══ MATERIAL SHOWN ══

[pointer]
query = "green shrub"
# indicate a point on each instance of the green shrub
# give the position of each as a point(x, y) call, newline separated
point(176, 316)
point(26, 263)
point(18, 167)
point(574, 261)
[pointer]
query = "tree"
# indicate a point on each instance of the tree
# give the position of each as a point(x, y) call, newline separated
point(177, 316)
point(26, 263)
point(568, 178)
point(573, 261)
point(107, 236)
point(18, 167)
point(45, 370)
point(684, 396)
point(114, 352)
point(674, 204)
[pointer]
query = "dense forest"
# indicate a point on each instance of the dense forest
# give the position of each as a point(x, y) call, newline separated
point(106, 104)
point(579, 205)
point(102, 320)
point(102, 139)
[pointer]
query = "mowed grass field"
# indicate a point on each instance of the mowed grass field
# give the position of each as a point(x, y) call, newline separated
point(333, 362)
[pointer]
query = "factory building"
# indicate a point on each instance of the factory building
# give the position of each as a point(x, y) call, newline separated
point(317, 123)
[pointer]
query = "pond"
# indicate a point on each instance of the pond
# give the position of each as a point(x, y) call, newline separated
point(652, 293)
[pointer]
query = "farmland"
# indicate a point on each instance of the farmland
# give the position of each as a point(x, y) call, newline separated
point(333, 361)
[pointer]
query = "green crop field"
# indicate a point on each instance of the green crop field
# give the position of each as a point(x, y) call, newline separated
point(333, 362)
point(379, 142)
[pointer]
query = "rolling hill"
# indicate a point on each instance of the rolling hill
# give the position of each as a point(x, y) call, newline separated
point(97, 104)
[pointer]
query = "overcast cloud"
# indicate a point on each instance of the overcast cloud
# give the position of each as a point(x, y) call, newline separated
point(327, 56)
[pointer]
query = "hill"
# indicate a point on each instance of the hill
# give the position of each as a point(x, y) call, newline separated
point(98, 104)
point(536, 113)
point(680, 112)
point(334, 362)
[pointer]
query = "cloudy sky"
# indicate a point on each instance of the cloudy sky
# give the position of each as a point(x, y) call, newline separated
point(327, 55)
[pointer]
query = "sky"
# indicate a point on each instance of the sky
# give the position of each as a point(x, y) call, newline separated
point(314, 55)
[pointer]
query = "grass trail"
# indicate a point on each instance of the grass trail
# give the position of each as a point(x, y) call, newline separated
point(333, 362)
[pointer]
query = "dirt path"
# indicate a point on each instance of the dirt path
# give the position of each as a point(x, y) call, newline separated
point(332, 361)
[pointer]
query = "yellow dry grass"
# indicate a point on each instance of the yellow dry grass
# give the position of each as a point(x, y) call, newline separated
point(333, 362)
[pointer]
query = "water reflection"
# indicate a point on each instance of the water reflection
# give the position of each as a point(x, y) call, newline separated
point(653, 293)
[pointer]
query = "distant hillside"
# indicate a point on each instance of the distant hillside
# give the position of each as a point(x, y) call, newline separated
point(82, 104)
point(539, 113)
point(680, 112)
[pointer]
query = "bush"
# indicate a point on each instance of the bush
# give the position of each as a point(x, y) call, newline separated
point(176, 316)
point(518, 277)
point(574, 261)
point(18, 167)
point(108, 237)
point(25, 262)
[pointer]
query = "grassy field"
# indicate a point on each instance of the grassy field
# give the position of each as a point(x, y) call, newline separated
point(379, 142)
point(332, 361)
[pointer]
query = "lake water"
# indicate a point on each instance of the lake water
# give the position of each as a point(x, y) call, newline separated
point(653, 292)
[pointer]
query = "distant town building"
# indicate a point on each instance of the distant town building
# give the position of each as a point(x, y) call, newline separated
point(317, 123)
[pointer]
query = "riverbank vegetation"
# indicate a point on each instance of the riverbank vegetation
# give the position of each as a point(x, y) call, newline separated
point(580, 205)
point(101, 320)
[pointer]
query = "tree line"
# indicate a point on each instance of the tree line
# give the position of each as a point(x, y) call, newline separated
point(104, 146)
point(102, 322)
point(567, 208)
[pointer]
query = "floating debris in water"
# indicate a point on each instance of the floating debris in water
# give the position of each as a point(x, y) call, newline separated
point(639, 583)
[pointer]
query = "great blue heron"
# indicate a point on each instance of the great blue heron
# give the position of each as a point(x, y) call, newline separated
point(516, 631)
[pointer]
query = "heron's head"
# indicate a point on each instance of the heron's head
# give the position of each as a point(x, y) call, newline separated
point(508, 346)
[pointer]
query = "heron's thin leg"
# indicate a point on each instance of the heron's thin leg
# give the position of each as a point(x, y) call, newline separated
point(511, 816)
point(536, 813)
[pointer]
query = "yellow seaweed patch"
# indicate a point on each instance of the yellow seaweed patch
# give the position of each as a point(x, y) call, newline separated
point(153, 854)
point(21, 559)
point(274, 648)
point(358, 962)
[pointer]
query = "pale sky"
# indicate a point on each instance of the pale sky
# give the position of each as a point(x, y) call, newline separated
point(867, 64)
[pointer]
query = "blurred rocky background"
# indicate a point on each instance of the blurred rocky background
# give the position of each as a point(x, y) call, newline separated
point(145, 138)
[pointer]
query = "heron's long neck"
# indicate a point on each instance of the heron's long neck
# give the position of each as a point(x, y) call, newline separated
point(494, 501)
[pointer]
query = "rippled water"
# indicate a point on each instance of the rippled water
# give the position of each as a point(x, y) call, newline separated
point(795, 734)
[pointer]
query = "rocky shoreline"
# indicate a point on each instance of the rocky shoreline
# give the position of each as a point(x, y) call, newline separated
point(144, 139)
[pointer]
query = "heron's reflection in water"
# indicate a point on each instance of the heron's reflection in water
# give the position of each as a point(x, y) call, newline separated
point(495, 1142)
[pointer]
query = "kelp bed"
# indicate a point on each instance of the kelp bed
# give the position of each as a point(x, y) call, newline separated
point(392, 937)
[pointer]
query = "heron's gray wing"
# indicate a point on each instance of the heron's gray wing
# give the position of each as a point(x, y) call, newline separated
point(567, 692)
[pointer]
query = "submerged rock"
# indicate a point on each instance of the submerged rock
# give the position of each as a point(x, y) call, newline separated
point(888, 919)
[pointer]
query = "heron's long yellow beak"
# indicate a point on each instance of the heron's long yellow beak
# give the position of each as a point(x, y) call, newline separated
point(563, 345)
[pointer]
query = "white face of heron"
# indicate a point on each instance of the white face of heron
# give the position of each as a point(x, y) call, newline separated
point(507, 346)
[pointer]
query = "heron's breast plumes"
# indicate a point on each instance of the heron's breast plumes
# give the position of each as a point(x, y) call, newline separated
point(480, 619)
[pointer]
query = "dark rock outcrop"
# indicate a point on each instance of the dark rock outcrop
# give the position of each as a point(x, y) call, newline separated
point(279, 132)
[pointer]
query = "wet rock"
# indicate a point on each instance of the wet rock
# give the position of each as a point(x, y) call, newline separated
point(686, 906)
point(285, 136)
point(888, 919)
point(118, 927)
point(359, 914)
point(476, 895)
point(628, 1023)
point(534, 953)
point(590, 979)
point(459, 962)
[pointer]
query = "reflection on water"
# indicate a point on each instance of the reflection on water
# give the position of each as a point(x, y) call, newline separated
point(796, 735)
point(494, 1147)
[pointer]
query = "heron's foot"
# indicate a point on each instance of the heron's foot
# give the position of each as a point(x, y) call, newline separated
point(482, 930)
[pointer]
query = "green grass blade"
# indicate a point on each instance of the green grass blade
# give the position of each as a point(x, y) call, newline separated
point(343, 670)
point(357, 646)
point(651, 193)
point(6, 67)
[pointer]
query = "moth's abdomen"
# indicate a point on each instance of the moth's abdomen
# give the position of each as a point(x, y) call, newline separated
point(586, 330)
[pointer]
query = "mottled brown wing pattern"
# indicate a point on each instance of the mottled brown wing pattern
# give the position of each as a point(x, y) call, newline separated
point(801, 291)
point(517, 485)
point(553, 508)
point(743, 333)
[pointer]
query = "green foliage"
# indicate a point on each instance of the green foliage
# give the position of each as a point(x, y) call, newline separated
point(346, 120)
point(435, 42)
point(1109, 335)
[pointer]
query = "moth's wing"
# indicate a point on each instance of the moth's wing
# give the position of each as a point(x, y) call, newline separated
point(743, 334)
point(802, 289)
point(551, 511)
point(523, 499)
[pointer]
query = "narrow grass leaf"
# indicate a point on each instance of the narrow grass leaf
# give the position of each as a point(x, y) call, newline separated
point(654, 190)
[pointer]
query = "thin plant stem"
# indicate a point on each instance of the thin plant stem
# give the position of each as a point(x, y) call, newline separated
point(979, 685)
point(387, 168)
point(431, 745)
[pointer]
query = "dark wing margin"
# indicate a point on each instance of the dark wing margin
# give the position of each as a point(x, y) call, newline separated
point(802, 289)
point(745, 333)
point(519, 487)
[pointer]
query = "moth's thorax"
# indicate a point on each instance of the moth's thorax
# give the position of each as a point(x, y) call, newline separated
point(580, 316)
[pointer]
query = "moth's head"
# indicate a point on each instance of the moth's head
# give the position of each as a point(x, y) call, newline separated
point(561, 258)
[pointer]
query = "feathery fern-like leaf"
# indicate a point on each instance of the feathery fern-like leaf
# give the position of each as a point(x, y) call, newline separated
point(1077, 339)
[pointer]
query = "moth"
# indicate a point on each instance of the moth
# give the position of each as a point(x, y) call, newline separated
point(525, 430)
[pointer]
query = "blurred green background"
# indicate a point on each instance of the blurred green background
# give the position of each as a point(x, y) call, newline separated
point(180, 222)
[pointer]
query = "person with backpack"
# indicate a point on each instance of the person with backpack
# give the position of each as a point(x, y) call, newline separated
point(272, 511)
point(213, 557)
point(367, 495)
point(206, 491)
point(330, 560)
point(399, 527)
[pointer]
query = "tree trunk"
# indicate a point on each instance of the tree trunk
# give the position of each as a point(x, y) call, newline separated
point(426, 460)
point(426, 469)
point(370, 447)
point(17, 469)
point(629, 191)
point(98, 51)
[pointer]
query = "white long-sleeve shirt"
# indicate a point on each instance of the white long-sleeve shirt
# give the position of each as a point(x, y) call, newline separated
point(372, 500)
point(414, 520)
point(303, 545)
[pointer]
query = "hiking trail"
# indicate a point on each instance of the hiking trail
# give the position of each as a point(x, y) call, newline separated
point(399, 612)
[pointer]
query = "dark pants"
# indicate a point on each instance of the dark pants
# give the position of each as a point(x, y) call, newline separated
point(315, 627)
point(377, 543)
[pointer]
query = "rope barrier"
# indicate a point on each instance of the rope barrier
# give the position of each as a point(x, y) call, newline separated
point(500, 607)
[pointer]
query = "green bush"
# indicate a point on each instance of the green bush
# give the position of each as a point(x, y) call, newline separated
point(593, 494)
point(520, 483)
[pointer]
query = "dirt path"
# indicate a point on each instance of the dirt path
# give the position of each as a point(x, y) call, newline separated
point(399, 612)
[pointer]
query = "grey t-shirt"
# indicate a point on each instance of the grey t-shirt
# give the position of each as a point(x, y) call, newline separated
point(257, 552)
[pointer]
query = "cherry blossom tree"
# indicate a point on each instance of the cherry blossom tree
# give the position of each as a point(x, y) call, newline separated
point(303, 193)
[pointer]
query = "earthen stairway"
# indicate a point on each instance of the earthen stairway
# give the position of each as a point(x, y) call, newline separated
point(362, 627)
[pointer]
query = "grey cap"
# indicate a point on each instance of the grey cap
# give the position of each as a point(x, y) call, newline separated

═══

→ WORK INSTRUCTIONS: Scan the records above for the word "dark" and return every line where it occurs.

→ RESPONSE FOR THIS EXERCISE:
query = "dark rock outcrop"
# indicate a point on each instance of the dark rock outcrop
query = "dark wing margin"
# indicate a point on each instance of the dark wing margin
query = "dark pants"
# indicate a point on each instance of the dark pants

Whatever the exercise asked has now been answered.